### Problem to work on
Among the entries below, find the lines with "larch" and copy them.

──────

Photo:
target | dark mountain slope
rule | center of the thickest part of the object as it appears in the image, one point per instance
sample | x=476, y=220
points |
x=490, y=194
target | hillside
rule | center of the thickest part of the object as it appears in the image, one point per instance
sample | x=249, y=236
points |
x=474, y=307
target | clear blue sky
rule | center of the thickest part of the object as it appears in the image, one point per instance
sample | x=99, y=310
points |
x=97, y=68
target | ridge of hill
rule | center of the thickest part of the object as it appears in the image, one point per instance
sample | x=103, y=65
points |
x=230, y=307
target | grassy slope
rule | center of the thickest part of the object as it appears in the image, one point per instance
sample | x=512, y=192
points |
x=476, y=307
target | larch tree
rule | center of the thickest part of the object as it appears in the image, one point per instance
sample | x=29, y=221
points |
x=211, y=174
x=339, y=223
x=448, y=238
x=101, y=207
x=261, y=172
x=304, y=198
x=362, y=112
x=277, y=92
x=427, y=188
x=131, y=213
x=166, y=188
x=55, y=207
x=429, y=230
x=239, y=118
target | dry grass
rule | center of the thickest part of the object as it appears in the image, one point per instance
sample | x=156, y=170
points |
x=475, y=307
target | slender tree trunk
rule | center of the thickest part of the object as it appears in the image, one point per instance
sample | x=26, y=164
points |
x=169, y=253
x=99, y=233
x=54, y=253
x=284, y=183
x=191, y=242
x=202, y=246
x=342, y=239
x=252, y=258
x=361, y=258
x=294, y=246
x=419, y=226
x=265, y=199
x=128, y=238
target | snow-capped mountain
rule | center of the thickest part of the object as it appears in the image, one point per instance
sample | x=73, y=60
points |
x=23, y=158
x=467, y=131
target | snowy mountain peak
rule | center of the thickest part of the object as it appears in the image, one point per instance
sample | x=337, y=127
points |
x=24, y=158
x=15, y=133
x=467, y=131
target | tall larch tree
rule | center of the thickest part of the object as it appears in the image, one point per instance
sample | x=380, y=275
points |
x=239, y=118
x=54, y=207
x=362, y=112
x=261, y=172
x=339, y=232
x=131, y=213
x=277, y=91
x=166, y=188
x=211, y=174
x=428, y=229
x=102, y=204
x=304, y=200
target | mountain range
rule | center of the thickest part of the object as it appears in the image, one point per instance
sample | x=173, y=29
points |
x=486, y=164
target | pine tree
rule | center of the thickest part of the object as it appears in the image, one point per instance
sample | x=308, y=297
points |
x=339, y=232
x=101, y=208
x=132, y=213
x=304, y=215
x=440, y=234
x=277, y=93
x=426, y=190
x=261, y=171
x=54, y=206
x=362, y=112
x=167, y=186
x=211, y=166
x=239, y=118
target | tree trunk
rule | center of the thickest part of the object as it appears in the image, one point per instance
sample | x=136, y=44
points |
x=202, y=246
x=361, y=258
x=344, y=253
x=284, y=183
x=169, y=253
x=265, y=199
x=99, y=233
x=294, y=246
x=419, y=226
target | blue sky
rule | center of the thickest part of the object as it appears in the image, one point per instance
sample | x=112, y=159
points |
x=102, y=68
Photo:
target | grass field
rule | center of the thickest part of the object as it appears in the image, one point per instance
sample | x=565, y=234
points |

──────

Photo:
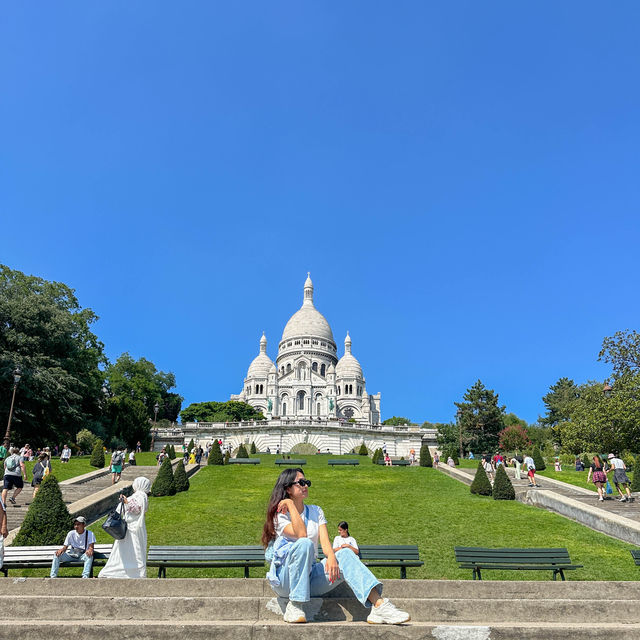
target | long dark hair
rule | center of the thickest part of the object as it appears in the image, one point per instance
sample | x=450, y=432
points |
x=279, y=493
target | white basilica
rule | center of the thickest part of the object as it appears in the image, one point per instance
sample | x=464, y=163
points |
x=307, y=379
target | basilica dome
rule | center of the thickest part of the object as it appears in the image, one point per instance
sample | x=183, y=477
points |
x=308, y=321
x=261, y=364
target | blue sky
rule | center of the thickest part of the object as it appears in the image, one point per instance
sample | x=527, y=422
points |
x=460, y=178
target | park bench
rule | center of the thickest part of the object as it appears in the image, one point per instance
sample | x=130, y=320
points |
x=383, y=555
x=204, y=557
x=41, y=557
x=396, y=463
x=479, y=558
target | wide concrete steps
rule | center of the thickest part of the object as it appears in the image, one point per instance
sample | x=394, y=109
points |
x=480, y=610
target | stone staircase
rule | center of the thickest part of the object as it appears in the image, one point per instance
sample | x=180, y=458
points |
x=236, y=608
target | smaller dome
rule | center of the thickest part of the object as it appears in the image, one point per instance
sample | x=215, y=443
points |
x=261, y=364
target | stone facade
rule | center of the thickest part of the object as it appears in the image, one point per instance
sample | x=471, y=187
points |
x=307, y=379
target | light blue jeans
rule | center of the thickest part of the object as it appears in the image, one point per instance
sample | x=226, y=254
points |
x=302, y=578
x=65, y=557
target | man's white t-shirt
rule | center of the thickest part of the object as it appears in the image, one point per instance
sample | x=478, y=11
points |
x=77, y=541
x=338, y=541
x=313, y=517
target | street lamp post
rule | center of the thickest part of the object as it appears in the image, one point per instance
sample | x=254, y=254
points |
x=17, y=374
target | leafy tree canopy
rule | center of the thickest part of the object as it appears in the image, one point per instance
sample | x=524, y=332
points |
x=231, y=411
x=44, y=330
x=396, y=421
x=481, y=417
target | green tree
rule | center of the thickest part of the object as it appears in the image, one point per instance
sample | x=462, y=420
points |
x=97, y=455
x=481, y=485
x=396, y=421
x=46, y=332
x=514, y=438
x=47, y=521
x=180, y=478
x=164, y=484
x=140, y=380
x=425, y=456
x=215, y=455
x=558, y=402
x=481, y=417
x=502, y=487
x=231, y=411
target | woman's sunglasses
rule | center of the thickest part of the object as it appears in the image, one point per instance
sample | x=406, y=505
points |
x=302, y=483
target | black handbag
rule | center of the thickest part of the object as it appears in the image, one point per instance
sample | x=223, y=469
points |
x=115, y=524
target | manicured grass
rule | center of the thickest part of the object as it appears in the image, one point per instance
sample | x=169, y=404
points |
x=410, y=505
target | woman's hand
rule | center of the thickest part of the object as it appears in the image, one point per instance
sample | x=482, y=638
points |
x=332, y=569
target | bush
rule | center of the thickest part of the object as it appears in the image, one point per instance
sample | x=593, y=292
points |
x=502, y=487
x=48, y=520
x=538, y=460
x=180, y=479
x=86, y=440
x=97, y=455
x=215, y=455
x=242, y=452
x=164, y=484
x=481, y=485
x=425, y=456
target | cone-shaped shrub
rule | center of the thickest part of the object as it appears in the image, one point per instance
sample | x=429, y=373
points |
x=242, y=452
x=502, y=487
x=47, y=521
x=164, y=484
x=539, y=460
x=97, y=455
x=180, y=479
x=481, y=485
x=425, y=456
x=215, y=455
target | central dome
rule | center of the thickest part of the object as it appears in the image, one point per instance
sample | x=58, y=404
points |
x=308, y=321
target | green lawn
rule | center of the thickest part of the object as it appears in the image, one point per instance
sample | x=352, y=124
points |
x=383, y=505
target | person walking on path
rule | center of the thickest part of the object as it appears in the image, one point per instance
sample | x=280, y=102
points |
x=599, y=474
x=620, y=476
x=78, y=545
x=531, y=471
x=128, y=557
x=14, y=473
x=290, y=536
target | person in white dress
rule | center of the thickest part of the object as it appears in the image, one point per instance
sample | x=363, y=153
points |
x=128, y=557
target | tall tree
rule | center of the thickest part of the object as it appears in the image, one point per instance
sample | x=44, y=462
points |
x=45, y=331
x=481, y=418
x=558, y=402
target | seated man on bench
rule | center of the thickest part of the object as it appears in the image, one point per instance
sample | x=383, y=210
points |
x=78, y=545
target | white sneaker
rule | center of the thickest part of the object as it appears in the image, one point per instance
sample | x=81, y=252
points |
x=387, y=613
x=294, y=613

──────

### Exercise answer
target | larch tree
target | tall larch tree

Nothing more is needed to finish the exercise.